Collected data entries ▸
━━━━━━
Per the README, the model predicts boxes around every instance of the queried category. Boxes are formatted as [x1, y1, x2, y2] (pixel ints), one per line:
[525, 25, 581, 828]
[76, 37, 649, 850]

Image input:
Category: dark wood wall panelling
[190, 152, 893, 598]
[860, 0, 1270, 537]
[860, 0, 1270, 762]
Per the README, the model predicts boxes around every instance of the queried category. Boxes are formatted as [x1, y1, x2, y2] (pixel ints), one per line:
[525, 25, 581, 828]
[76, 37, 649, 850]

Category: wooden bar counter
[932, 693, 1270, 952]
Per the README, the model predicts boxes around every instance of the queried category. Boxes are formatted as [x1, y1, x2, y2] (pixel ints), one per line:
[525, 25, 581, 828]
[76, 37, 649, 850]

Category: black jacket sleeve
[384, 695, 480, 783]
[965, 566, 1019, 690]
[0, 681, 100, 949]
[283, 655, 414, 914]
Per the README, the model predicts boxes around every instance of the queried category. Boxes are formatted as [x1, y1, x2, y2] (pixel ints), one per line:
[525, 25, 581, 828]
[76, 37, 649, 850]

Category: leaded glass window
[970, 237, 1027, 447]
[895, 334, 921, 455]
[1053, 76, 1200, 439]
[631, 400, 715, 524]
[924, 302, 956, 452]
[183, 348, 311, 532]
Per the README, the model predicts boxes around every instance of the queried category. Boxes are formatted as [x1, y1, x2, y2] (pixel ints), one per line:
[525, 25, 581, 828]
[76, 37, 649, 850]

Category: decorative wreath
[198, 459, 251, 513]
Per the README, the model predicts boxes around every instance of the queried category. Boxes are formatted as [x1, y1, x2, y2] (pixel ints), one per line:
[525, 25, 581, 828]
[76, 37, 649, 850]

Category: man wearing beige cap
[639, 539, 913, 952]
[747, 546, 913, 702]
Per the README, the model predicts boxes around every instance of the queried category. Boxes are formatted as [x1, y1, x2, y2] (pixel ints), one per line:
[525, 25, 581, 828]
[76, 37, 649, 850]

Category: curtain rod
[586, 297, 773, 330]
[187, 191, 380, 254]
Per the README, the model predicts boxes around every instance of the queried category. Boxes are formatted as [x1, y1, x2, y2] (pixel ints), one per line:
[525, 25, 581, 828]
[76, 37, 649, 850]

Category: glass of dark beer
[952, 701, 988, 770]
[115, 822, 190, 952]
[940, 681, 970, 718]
━━━━━━
Request ▸ Reproduce the records above verbatim, from the start of the records through the line containing "[283, 655, 414, 914]", both ends included.

Correct response ▸
Per the README, the model predicts boxes around every instance of the queried category. Boxes are formatted as [x1, y1, x2, y2] (pixel ints), one per line:
[525, 25, 581, 828]
[76, 37, 649, 850]

Image input:
Category: dark wood wall panelling
[190, 152, 893, 598]
[860, 0, 1270, 537]
[860, 0, 1270, 762]
Per the README, the model predicts boxes around every instance of the queried category. Boxes are formatted as [x1, y1, x2, y2] (pixel ints), one per line:
[525, 25, 581, 828]
[76, 37, 649, 850]

Category: wooden bar counter
[932, 693, 1270, 952]
Per the README, the model predicts boxes around every instance of the queried category. Boxes are formatted as [x1, y1, x2, y2] (pixel ints), one per line:
[525, 25, 581, 828]
[76, 37, 649, 850]

Category: black jacket sleeve
[384, 695, 480, 783]
[965, 566, 1019, 690]
[0, 681, 100, 949]
[283, 655, 414, 914]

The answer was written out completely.